* Problem *
All of the data needs to be repeated exactly.
*** Input data Section Begins ***
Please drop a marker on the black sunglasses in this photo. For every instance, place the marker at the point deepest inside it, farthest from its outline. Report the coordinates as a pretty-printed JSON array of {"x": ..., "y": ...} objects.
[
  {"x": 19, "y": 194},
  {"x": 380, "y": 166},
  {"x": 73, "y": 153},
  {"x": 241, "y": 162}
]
*** Input data Section Ends ***
* The answer *
Please drop a marker on the black sunglasses in this photo. For every instance, place the marker at the point deepest inside it, farthest from its outline. Report the coordinates as a pretty-printed JSON array of {"x": ..., "y": ...} objects.
[
  {"x": 19, "y": 194},
  {"x": 380, "y": 166},
  {"x": 73, "y": 153},
  {"x": 241, "y": 162}
]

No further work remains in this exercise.